Texte fourni =>
+-------+

Image en bandeau : la chapelle de Tadoussac | Photo : Pascal Huot
Le père Jean-Baptiste de La Brosse est un personnage historique plus grand que nature, allant même jusqu’à s’inscrire dans la légende.
Homme de foi au parcours de vie extraordinaire et atypique, le jésuite laisse un héritage pédagogique déterminant, « complétement dévoué aux Indiens et à leur émancipation. Avant tout, son ambition était de les alphabétiser1 ». C’est au contact des Montagnais (Innus) de la Côte-Nord que l’œuvre majeure de sa vie commence. Afin de faire son apostolat en implantant la religion catholique chez les Innus, il est déterminé à respecter leur langue. Cela aura pour effet d’en faire un linguiste incontournable! Comme tant d’hommes dans l’histoire du Canada français, sa personnalité et son dynamisme font impression auprès des siens.

+-------+

Les tâches =>
- a) Extrayez du texte sur le père Jean-Baptiste de La Brosse le passage allant de « Homme de foi » jusqu'à « auprès des siens. » inclus.
- b) Rassemblez toutes les lignes des enregistrements où figure la chaîne « pixels ».

+-------+

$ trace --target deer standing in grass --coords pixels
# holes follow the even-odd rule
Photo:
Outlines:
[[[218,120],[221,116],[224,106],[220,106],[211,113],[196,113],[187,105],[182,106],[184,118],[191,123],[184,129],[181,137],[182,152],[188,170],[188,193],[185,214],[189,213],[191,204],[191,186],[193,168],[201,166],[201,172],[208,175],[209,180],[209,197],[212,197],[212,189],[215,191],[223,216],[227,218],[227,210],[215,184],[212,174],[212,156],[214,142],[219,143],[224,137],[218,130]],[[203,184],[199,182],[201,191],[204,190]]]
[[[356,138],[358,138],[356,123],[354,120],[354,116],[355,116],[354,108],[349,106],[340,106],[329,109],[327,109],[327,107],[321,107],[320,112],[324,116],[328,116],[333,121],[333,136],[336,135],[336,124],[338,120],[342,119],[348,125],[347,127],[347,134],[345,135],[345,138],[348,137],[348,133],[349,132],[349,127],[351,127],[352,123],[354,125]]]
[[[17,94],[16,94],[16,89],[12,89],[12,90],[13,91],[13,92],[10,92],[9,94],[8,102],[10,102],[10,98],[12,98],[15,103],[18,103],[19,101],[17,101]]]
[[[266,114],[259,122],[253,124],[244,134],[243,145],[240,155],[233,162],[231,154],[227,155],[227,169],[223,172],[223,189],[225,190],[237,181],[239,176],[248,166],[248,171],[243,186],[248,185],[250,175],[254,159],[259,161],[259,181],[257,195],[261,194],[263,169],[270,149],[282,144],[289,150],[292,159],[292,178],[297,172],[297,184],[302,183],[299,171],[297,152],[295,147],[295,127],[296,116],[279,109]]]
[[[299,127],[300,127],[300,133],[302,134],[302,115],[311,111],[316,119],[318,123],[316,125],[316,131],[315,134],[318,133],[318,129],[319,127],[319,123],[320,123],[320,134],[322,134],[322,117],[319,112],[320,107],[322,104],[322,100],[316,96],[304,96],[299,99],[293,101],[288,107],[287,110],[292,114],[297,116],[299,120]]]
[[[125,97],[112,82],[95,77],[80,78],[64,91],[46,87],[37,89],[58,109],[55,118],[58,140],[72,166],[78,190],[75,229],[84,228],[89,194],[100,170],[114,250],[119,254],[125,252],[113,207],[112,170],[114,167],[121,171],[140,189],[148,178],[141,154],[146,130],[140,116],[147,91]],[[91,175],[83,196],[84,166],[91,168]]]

+-------+

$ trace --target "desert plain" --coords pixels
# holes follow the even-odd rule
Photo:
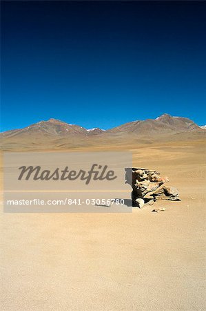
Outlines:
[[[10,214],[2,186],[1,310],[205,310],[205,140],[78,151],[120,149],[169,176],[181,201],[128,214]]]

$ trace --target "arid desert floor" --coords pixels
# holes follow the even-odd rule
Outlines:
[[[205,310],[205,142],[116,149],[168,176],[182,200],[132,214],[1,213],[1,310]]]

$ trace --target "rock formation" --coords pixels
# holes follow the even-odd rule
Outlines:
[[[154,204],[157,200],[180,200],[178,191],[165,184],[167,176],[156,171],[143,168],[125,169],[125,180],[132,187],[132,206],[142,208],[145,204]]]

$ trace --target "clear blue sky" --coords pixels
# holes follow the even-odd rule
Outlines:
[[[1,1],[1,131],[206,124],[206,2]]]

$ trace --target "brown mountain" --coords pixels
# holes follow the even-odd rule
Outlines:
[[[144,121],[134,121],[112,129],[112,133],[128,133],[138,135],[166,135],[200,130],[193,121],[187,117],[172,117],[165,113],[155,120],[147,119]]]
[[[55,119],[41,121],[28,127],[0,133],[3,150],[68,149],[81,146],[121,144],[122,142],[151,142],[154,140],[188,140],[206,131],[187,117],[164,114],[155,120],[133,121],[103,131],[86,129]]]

+-------+

Solutions proposées =>
- a)
Homme de foi au parcours de vie extraordinaire et atypique, le jésuite laisse un héritage pédagogique déterminant, « complétement dévoué aux Indiens et à leur émancipation. Avant tout, son ambition était de les alphabétiser1 ». C’est au contact des Montagnais (Innus) de la Côte-Nord que l’œuvre majeure de sa vie commence. Afin de faire son apostolat en implantant la religion catholique chez les Innus, il est déterminé à respecter leur langue. Cela aura pour effet d’en faire un linguiste incontournable! Comme tant d’hommes dans l’histoire du Canada français, sa personnalité et son dynamisme font impression auprès des siens.

- b)
$ trace --target deer standing in grass --coords pixels
$ trace --target "desert plain" --coords pixels
$ trace --target "arid desert floor" --coords pixels
$ trace --target "rock formation" --coords pixels
$ trace --target "clear blue sky" --coords pixels
$ trace --target "brown mountain" --coords pixels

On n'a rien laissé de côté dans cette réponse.